Segment Start: AVAILABLE DATA

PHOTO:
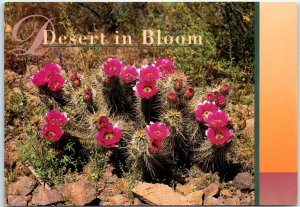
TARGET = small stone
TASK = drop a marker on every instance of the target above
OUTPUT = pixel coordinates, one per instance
(79, 192)
(211, 201)
(118, 200)
(211, 190)
(46, 196)
(158, 194)
(184, 189)
(235, 201)
(23, 186)
(238, 193)
(225, 193)
(195, 198)
(244, 181)
(15, 200)
(137, 201)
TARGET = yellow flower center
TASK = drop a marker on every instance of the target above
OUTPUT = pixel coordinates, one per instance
(219, 136)
(108, 136)
(147, 89)
(157, 132)
(113, 68)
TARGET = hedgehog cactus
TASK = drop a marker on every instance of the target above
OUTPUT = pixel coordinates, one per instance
(152, 115)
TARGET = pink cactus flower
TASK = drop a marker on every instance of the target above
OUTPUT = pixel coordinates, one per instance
(52, 69)
(220, 101)
(217, 120)
(103, 122)
(56, 82)
(51, 133)
(129, 74)
(77, 82)
(209, 97)
(204, 109)
(112, 67)
(219, 137)
(172, 97)
(189, 93)
(40, 78)
(157, 131)
(225, 89)
(87, 96)
(155, 146)
(145, 89)
(165, 65)
(178, 85)
(149, 73)
(109, 136)
(56, 118)
(73, 75)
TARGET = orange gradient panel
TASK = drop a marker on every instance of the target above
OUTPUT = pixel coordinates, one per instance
(278, 87)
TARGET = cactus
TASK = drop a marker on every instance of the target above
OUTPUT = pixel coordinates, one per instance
(152, 119)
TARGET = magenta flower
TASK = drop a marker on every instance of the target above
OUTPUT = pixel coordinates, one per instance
(56, 118)
(216, 120)
(220, 100)
(129, 74)
(178, 85)
(109, 136)
(204, 109)
(56, 82)
(145, 89)
(103, 122)
(40, 78)
(87, 96)
(149, 73)
(209, 97)
(51, 133)
(189, 93)
(73, 75)
(172, 97)
(52, 69)
(157, 131)
(165, 65)
(225, 89)
(219, 137)
(112, 67)
(155, 145)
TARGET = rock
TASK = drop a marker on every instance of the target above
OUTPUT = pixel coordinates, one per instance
(211, 201)
(137, 201)
(235, 201)
(211, 190)
(79, 192)
(195, 198)
(243, 181)
(238, 193)
(119, 200)
(10, 159)
(23, 186)
(184, 189)
(15, 200)
(225, 193)
(46, 196)
(158, 194)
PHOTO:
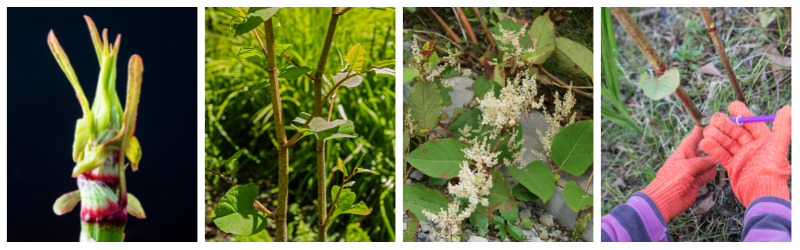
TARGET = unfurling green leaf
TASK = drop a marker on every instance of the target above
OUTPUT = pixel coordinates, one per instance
(572, 148)
(82, 136)
(425, 104)
(574, 58)
(576, 198)
(236, 213)
(417, 197)
(255, 16)
(91, 160)
(537, 178)
(440, 158)
(325, 130)
(542, 37)
(355, 57)
(344, 205)
(663, 86)
(135, 207)
(133, 151)
(67, 202)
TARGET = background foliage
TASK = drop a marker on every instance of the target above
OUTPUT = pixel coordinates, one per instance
(239, 117)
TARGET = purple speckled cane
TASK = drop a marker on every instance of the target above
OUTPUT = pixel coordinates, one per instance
(742, 120)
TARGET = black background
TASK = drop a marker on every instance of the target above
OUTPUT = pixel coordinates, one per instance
(42, 111)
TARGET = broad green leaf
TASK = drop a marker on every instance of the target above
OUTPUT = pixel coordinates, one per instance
(500, 199)
(409, 74)
(425, 103)
(235, 12)
(522, 193)
(661, 87)
(82, 134)
(67, 202)
(542, 36)
(345, 203)
(479, 221)
(356, 234)
(576, 198)
(580, 226)
(440, 158)
(445, 94)
(413, 226)
(355, 57)
(302, 117)
(417, 197)
(537, 178)
(135, 207)
(325, 130)
(572, 148)
(515, 232)
(574, 58)
(236, 214)
(255, 17)
(290, 72)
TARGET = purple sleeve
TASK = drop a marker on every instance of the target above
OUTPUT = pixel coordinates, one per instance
(636, 220)
(768, 218)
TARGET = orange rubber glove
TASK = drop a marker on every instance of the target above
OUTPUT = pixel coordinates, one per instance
(754, 155)
(675, 187)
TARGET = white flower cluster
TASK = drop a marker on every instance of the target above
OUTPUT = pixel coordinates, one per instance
(516, 96)
(562, 109)
(472, 185)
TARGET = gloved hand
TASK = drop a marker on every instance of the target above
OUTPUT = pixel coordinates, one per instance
(675, 187)
(754, 155)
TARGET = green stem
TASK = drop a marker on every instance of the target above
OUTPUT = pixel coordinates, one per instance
(322, 234)
(283, 152)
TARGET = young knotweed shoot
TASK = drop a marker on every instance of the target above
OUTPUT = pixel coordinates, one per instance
(102, 138)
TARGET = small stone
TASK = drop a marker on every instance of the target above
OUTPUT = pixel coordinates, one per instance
(477, 239)
(547, 220)
(525, 214)
(425, 226)
(416, 175)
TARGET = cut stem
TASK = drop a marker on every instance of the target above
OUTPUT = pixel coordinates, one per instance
(712, 32)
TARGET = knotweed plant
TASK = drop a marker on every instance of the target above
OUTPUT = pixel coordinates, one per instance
(103, 137)
(237, 217)
(486, 134)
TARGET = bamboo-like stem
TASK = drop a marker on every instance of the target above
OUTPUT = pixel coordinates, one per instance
(562, 84)
(283, 152)
(467, 26)
(712, 32)
(659, 66)
(322, 234)
(483, 25)
(443, 25)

Segment End: AVAILABLE DATA

■ **WHAT TO WORK ON**:
What lines of the material above contain "orange"? Return each of them.

■ **REPLY**:
TARGET = orange gradient panel
TARGET = orange rubber glove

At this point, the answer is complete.